Document passage.
Jump to content

html entities


digitalecartoons

Recommended Posts

To make my php mailform script secure I've used some basic security measures:

 

1. Regex to check the From field for a normal name

2. Regex to check the Email field for a valid email address

3. Htmlentities() to strip the message body text from any html tags to protect if from malicious scripts

 

About htmlentities: a name like "René Janssen" would indeed show up in my email as "René Janssen". I know that by sending it as html/text with mail() it would show as "René Janssen" again and when I choose the option in my webmail 'show as plain text mail' I would get "René Janssen" again.

 

But what if I wanted to have emails send to me as plain/text mails with mail(), filter it first with htmlentities, but still want to receive the original characters in the plain/text message body. Can that be done?

Information supplied.
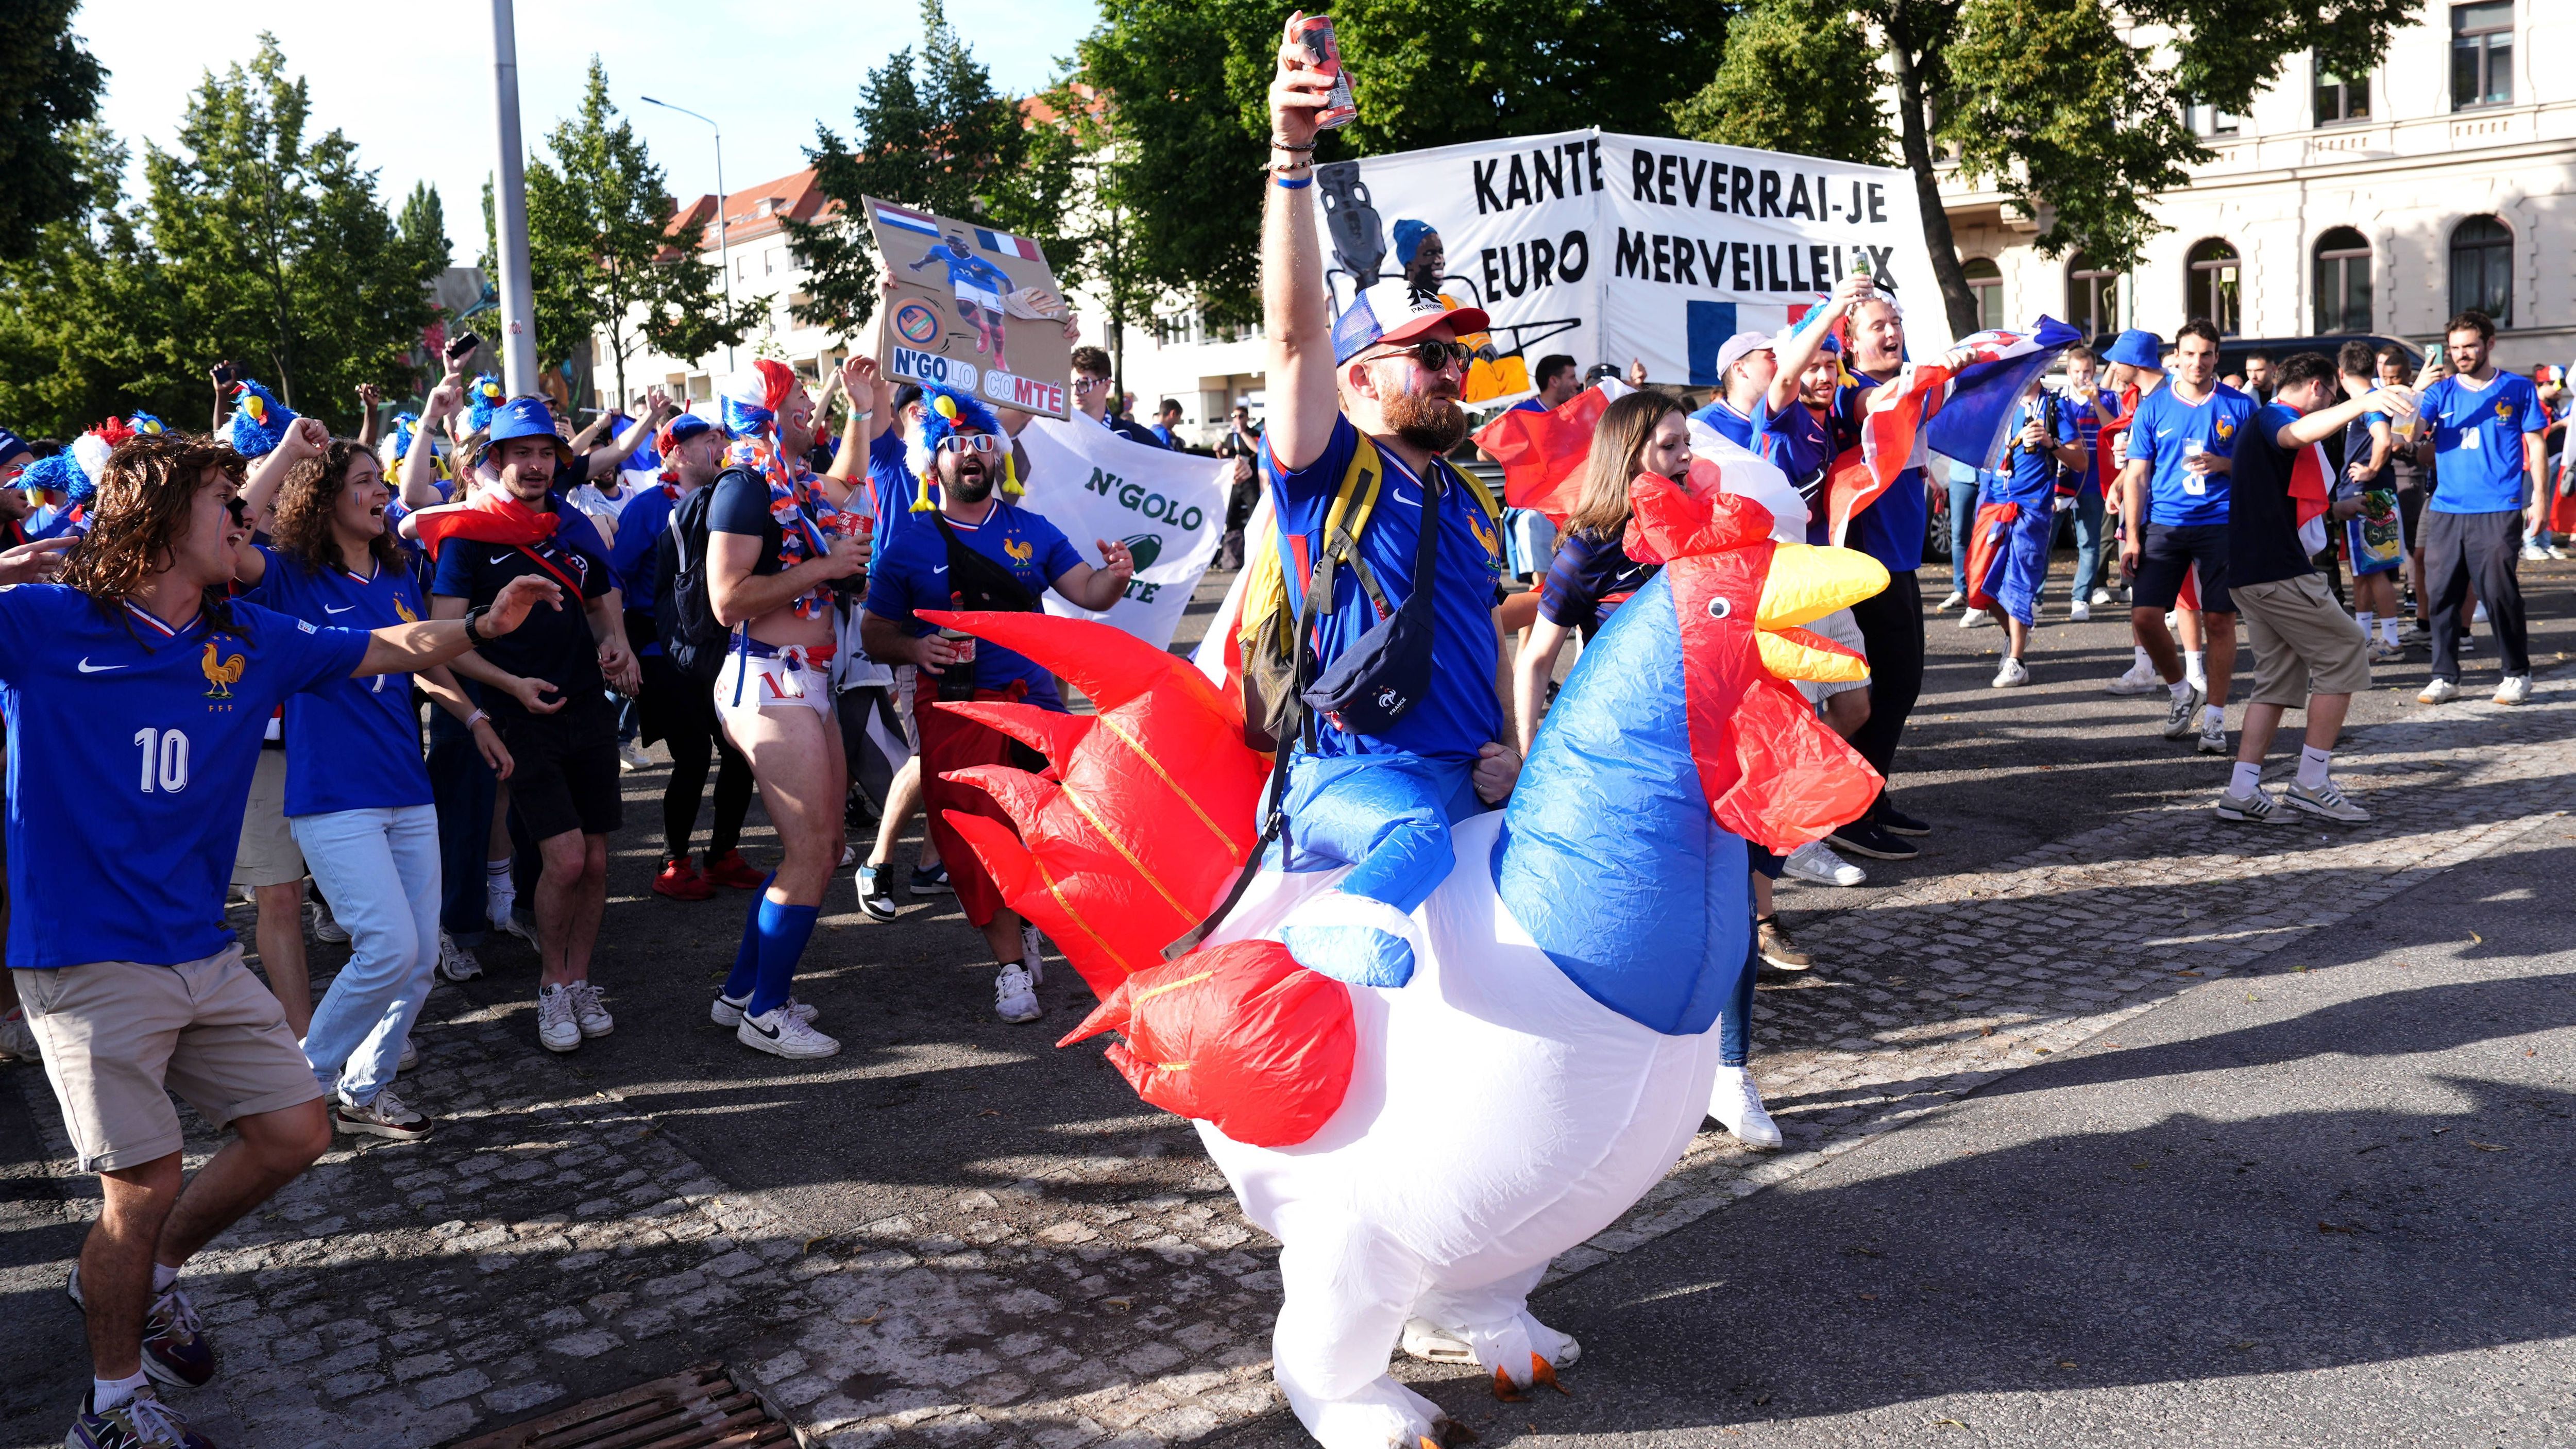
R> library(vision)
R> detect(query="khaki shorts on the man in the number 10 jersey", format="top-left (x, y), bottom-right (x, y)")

Instructions.
1 - Translate this sentence from the htmlentities post into Spanish: "To make my php mailform script secure I've used some basic security measures:"
2 - Answer these questions using the htmlentities post.
(a) What does the second regex check the Email field for?
(b) Which function is applied to the message body text?
(c) In what format does the poster want emails sent to them by mail()?
3 - Reproduce the part of the htmlentities post starting at "2. Regex to" and ending at "that be done?".
The material has no connection to the htmlentities post.

Answers for each item.
1 - Para que mi script de formulario de correo en PHP sea seguro, he usado algunas medidas de seguridad básicas:

2 -
(a) A valid email address.
(b) Htmlentities().
(c) As plain/text mails.

3 -
2. Regex to check the Email field for a valid email address

3. Htmlentities() to strip the message body text from any html tags to protect if from malicious scripts

 

About htmlentities: a name like "René Janssen" would indeed show up in my email as "René Janssen". I know that by sending it as html/text with mail() it would show as "René Janssen" again and when I choose the option in my webmail 'show as plain text mail' I would get "René Janssen" again.

 

But what if I wanted to have emails send to me as plain/text mails with mail(), filter it first with htmlentities, but still want to receive the original characters in the plain/text message body. Can that be done?